**ASSIGNED TASK:** Only the lines from the line with "Target: player's short hair" through the end of the records belong in your reply, copied exactly, with every picture left out.

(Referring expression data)
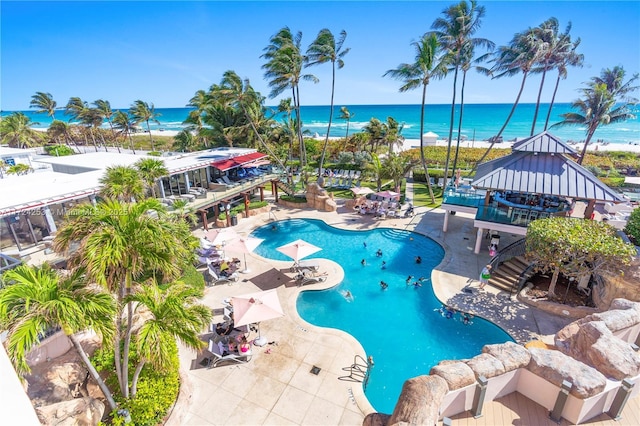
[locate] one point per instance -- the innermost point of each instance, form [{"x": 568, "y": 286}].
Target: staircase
[{"x": 506, "y": 276}]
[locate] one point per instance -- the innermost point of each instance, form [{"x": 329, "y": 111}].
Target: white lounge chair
[{"x": 218, "y": 354}]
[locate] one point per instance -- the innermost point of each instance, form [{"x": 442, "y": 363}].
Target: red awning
[{"x": 238, "y": 161}]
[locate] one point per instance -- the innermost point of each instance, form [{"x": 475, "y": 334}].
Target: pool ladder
[{"x": 359, "y": 371}]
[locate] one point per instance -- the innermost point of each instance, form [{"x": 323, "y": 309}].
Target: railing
[{"x": 514, "y": 249}]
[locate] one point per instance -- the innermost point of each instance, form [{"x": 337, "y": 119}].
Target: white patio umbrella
[
  {"x": 361, "y": 190},
  {"x": 244, "y": 245},
  {"x": 256, "y": 307},
  {"x": 298, "y": 249}
]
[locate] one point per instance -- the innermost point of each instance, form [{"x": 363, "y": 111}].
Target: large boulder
[
  {"x": 595, "y": 345},
  {"x": 77, "y": 412},
  {"x": 456, "y": 374},
  {"x": 555, "y": 367},
  {"x": 419, "y": 402},
  {"x": 486, "y": 365},
  {"x": 510, "y": 354}
]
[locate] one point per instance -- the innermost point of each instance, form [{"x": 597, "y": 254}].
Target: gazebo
[{"x": 537, "y": 180}]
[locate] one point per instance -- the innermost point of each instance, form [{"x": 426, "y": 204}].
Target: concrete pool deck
[{"x": 277, "y": 388}]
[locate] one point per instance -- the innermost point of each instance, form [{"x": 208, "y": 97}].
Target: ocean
[{"x": 480, "y": 121}]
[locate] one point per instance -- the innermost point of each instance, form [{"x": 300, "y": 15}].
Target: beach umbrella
[
  {"x": 253, "y": 308},
  {"x": 219, "y": 237},
  {"x": 244, "y": 245},
  {"x": 388, "y": 194},
  {"x": 361, "y": 190},
  {"x": 298, "y": 249}
]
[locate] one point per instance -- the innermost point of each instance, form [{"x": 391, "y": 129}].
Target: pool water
[{"x": 401, "y": 326}]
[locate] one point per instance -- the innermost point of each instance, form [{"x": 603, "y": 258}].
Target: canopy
[
  {"x": 361, "y": 190},
  {"x": 255, "y": 307},
  {"x": 298, "y": 249}
]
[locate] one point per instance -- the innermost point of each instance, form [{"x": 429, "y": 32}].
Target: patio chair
[
  {"x": 219, "y": 354},
  {"x": 310, "y": 277},
  {"x": 218, "y": 279}
]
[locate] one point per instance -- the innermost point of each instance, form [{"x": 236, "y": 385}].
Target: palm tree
[
  {"x": 125, "y": 124},
  {"x": 596, "y": 108},
  {"x": 325, "y": 49},
  {"x": 565, "y": 56},
  {"x": 35, "y": 299},
  {"x": 283, "y": 71},
  {"x": 16, "y": 131},
  {"x": 428, "y": 64},
  {"x": 142, "y": 111},
  {"x": 520, "y": 55},
  {"x": 345, "y": 114},
  {"x": 45, "y": 104},
  {"x": 123, "y": 183},
  {"x": 166, "y": 315},
  {"x": 240, "y": 93},
  {"x": 122, "y": 247},
  {"x": 150, "y": 170},
  {"x": 454, "y": 32}
]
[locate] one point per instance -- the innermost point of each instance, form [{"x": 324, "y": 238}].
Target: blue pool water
[{"x": 401, "y": 326}]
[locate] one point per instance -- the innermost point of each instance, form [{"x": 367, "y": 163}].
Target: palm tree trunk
[
  {"x": 289, "y": 179},
  {"x": 422, "y": 159},
  {"x": 153, "y": 148},
  {"x": 94, "y": 373},
  {"x": 504, "y": 126},
  {"x": 453, "y": 113},
  {"x": 535, "y": 114},
  {"x": 553, "y": 98},
  {"x": 134, "y": 379},
  {"x": 326, "y": 139},
  {"x": 455, "y": 157}
]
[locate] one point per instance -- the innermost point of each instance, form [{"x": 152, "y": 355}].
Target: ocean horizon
[{"x": 480, "y": 121}]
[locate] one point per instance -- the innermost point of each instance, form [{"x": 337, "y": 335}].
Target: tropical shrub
[
  {"x": 632, "y": 229},
  {"x": 575, "y": 247},
  {"x": 58, "y": 150}
]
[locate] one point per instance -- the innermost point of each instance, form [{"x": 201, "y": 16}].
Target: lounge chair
[
  {"x": 218, "y": 279},
  {"x": 218, "y": 355},
  {"x": 310, "y": 277}
]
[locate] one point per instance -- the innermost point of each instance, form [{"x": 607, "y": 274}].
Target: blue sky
[{"x": 163, "y": 52}]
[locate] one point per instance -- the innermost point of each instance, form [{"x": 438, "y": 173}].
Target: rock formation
[{"x": 555, "y": 367}]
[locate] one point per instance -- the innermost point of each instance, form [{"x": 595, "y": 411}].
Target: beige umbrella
[
  {"x": 256, "y": 307},
  {"x": 244, "y": 245}
]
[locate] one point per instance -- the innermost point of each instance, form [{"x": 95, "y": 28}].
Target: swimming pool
[{"x": 401, "y": 326}]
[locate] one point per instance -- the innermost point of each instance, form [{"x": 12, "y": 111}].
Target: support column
[
  {"x": 478, "y": 240},
  {"x": 48, "y": 216},
  {"x": 445, "y": 225}
]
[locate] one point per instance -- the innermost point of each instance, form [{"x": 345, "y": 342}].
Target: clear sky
[{"x": 163, "y": 52}]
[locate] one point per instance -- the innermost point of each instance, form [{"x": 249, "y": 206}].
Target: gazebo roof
[
  {"x": 544, "y": 142},
  {"x": 546, "y": 171}
]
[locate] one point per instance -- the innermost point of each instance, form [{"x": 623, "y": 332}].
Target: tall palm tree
[
  {"x": 126, "y": 125},
  {"x": 520, "y": 55},
  {"x": 122, "y": 247},
  {"x": 123, "y": 183},
  {"x": 150, "y": 170},
  {"x": 428, "y": 64},
  {"x": 35, "y": 299},
  {"x": 345, "y": 114},
  {"x": 16, "y": 131},
  {"x": 455, "y": 34},
  {"x": 565, "y": 57},
  {"x": 283, "y": 70},
  {"x": 325, "y": 49},
  {"x": 240, "y": 93},
  {"x": 45, "y": 104},
  {"x": 596, "y": 108},
  {"x": 166, "y": 315},
  {"x": 142, "y": 111}
]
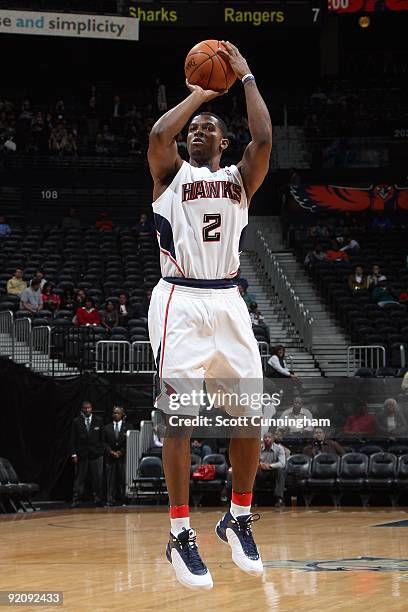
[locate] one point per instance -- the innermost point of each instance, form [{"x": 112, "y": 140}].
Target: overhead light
[{"x": 364, "y": 21}]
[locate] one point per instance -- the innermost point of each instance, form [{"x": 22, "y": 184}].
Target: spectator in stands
[
  {"x": 87, "y": 447},
  {"x": 103, "y": 223},
  {"x": 110, "y": 317},
  {"x": 358, "y": 281},
  {"x": 391, "y": 421},
  {"x": 51, "y": 300},
  {"x": 71, "y": 141},
  {"x": 403, "y": 296},
  {"x": 5, "y": 229},
  {"x": 105, "y": 140},
  {"x": 404, "y": 384},
  {"x": 315, "y": 256},
  {"x": 118, "y": 112},
  {"x": 351, "y": 247},
  {"x": 141, "y": 310},
  {"x": 322, "y": 444},
  {"x": 382, "y": 295},
  {"x": 80, "y": 298},
  {"x": 200, "y": 448},
  {"x": 71, "y": 219},
  {"x": 243, "y": 289},
  {"x": 124, "y": 310},
  {"x": 271, "y": 468},
  {"x": 257, "y": 319},
  {"x": 277, "y": 362},
  {"x": 279, "y": 434},
  {"x": 318, "y": 231},
  {"x": 58, "y": 141},
  {"x": 297, "y": 412},
  {"x": 31, "y": 298},
  {"x": 157, "y": 438},
  {"x": 382, "y": 222},
  {"x": 361, "y": 422},
  {"x": 115, "y": 457},
  {"x": 161, "y": 97},
  {"x": 144, "y": 227},
  {"x": 87, "y": 315},
  {"x": 68, "y": 301},
  {"x": 40, "y": 275},
  {"x": 16, "y": 284},
  {"x": 335, "y": 253},
  {"x": 372, "y": 279}
]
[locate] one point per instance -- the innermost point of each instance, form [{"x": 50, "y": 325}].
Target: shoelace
[
  {"x": 189, "y": 546},
  {"x": 245, "y": 526}
]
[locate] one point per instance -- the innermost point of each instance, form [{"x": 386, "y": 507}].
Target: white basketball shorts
[{"x": 206, "y": 335}]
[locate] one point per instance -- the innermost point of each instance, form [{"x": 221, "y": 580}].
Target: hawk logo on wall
[{"x": 351, "y": 199}]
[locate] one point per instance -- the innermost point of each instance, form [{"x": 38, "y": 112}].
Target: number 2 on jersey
[{"x": 213, "y": 221}]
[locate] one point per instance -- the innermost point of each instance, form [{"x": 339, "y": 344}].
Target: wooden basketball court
[{"x": 113, "y": 560}]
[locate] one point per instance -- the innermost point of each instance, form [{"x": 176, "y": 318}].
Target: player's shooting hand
[
  {"x": 206, "y": 94},
  {"x": 233, "y": 56}
]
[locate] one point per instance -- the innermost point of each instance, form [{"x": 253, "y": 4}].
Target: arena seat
[
  {"x": 353, "y": 474},
  {"x": 200, "y": 487},
  {"x": 398, "y": 449},
  {"x": 150, "y": 479},
  {"x": 323, "y": 477},
  {"x": 297, "y": 473},
  {"x": 195, "y": 461},
  {"x": 381, "y": 474},
  {"x": 370, "y": 449},
  {"x": 401, "y": 480}
]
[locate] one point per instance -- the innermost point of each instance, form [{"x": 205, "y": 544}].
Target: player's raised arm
[
  {"x": 255, "y": 161},
  {"x": 163, "y": 156}
]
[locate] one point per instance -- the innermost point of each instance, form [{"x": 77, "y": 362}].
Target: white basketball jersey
[{"x": 200, "y": 219}]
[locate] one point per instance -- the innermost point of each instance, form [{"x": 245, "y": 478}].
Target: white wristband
[{"x": 247, "y": 77}]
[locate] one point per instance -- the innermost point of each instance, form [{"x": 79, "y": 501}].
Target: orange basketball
[{"x": 204, "y": 67}]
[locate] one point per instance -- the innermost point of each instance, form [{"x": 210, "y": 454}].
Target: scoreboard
[
  {"x": 366, "y": 6},
  {"x": 249, "y": 15}
]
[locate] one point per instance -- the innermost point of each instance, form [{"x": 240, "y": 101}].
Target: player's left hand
[
  {"x": 206, "y": 94},
  {"x": 238, "y": 63}
]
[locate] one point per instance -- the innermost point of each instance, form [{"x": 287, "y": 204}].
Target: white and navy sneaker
[
  {"x": 237, "y": 532},
  {"x": 182, "y": 553}
]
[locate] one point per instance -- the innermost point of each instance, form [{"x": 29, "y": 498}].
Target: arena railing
[
  {"x": 132, "y": 459},
  {"x": 6, "y": 333},
  {"x": 143, "y": 358},
  {"x": 299, "y": 316},
  {"x": 359, "y": 356},
  {"x": 22, "y": 341},
  {"x": 40, "y": 338},
  {"x": 113, "y": 356}
]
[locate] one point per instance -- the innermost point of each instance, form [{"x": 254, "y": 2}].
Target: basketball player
[{"x": 199, "y": 325}]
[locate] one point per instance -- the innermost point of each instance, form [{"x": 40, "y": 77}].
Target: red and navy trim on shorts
[{"x": 221, "y": 283}]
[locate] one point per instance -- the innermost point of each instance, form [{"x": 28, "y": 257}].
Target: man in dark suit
[
  {"x": 87, "y": 453},
  {"x": 115, "y": 456}
]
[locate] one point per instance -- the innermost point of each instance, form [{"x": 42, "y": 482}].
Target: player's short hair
[{"x": 221, "y": 123}]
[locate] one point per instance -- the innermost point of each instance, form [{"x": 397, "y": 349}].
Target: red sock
[
  {"x": 179, "y": 518},
  {"x": 241, "y": 503},
  {"x": 179, "y": 511}
]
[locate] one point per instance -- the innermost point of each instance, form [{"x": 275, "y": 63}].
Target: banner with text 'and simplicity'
[{"x": 67, "y": 24}]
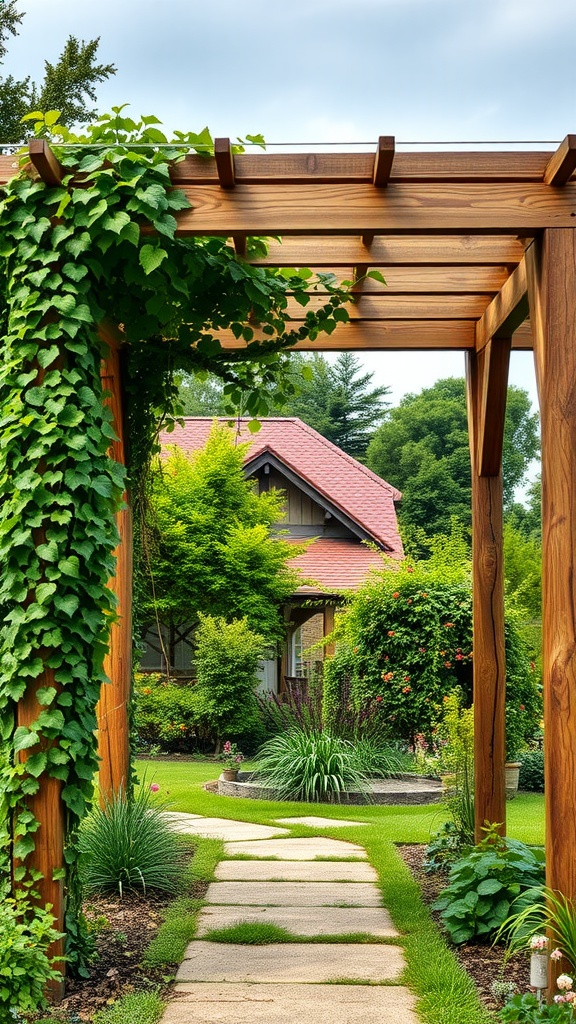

**RESPONSE BELOW:**
Target: player's short hair
[{"x": 221, "y": 123}]
[locate] one point per instance -- the innermost point of each instance, form [{"x": 397, "y": 349}].
Target: red sock
[
  {"x": 179, "y": 518},
  {"x": 241, "y": 503},
  {"x": 179, "y": 511}
]
[locate] one point per instance -- the innermost point of each instance, form [{"x": 275, "y": 63}].
Target: banner with text 'and simplicity'
[{"x": 67, "y": 24}]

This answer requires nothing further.